[Begin Passage shown]

Desk editor's note, referee report, simulated authors' rebuttal, and a circularity audit. Tearing a paper down is the easy half of reading it; the pith above is the substance, this is the friction.

Referee Report

2 major / 2 minor

Summary. The manuscript investigates the effects of neutron irradiation lead factor on the magnetic properties of reactor pressure vessel (RPV) steels. By holding neutron fluence constant while varying neutron flux (and thus lead factor), the authors use DC magnetometry of minor loops, AC susceptibility, and Barkhausen noise to report that remanence, coercivity, saturation, real and imaginary parts of AC susceptibility, and Barkhausen noise RMS all show dependence on lead factor in addition to fluence. The goal is to improve characterization of irradiation-induced microstructural changes and aid extrapolation from accelerated tests to operational reactor conditions.

Significance. If the magnetic differences are robustly attributable to lead factor rather than confounding variables, the work could contribute to understanding rate-dependent defect kinetics in RPV steels and support more accurate lifetime predictions for nuclear components. The multi-technique magnetic approach is a strength, as the methods respond differently to features such as nanoprecipitates. However, the absence of quantitative data, error bars, and controls in the presented summary limits evaluation of practical significance.

[End Passage shown]
[Begin Dataset extract]

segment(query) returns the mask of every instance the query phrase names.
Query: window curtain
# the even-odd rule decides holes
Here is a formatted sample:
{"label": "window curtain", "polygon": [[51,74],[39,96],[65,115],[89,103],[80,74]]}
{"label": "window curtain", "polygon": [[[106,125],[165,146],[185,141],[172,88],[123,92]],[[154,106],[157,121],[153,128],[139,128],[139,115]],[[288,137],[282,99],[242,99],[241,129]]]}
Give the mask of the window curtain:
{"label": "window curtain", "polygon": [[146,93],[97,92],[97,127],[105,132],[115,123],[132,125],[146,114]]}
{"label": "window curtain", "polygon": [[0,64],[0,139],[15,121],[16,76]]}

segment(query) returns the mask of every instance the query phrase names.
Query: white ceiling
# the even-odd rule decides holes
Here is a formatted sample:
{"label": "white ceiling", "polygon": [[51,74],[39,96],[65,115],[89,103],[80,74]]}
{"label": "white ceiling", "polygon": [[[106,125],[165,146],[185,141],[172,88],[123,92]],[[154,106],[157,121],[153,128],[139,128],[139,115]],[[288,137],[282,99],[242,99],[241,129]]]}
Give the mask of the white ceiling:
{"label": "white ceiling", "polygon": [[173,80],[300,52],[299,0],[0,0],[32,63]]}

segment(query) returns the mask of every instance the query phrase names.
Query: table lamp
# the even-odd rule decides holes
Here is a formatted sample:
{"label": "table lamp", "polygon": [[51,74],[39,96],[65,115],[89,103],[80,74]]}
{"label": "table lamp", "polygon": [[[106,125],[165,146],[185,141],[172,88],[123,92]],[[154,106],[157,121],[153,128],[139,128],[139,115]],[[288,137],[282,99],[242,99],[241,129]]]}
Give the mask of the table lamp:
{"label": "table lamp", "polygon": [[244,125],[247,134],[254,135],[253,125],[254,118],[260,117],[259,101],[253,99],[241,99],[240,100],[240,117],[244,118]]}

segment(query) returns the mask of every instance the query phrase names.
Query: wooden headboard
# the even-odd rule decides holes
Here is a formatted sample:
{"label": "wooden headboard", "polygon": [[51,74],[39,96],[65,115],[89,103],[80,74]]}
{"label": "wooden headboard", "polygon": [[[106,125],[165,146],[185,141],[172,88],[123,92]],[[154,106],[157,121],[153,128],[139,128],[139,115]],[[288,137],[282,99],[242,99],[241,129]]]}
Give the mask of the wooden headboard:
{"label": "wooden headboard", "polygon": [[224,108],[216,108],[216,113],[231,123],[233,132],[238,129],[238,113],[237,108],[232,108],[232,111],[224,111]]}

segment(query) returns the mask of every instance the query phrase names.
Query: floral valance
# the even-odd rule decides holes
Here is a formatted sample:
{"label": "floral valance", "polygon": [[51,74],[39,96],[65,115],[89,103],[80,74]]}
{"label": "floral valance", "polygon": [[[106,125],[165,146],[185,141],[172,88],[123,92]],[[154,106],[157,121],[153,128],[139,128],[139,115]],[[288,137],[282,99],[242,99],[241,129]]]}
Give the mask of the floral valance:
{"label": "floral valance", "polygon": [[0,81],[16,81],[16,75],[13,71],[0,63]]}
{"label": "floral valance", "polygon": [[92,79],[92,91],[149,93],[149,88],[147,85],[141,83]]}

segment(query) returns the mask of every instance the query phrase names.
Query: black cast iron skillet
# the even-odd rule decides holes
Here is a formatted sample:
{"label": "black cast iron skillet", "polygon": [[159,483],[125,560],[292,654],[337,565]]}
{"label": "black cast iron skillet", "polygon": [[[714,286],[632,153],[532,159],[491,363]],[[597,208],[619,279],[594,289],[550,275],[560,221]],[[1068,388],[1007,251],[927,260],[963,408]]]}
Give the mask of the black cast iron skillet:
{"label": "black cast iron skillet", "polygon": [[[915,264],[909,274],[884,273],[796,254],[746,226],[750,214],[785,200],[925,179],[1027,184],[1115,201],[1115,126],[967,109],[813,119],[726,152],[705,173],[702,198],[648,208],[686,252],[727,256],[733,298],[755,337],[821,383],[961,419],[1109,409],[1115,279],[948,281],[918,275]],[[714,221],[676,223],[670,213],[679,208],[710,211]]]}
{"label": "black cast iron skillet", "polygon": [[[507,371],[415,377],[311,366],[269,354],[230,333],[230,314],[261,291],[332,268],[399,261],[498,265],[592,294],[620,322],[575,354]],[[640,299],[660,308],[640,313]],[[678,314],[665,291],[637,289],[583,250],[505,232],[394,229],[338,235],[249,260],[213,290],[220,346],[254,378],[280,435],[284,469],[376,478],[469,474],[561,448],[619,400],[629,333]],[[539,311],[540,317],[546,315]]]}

[End Dataset extract]

Please go on with the referee report on lead factor in reactor pressure vessel steels, picking up right after its last sentence.

major comments (2)

Abstract: The central claim that remanence, coercivity, and saturation 'depend not only on the fluence ... but also on the irradiation rate' is presented only as directional trends with no quantitative values, error bars, sample sizes, number of specimens per lead-factor group, or statistical tests. This information is required to determine whether the observed differences exceed measurement variability and support the lead-factor attribution.
Abstract / Methods (irradiation conditions): The manuscript states that fluence is held constant while flux varies but gives no indication that irradiation temperature, gamma heating, neutron spectrum hardness, or post-irradiation storage/handling were matched across lead-factor conditions. Higher flux can increase local temperature and alter defect clustering or annealing kinetics; without explicit confirmation of these controls, the magnetic changes cannot be unambiguously assigned to lead factor rather than an uncontrolled thermal or spectral variable.

minor comments (2)

The acronym 'XAC' for AC susceptibility should be defined on first use and used consistently.
Figure captions (if present) should include the number of independent measurements or replicates underlying each data point.

Simulated Author's Rebuttal

2 responses · 0 unresolved

We thank the referee for the careful and constructive review of our manuscript. We address each major comment point by point below, providing clarifications and indicating where revisions will be made to strengthen the presentation of our results on the lead-factor dependence of magnetic properties in RPV steels.

read point-by-point responses

Referee: Abstract: The central claim that remanence, coercivity, and saturation 'depend not only on the fluence ... but also on the irradiation rate' is presented only as directional trends with no quantitative values, error bars, sample sizes, number of specimens per lead-factor group, or statistical tests. This information is required to determine whether the observed differences exceed measurement variability and support the lead-factor attribution.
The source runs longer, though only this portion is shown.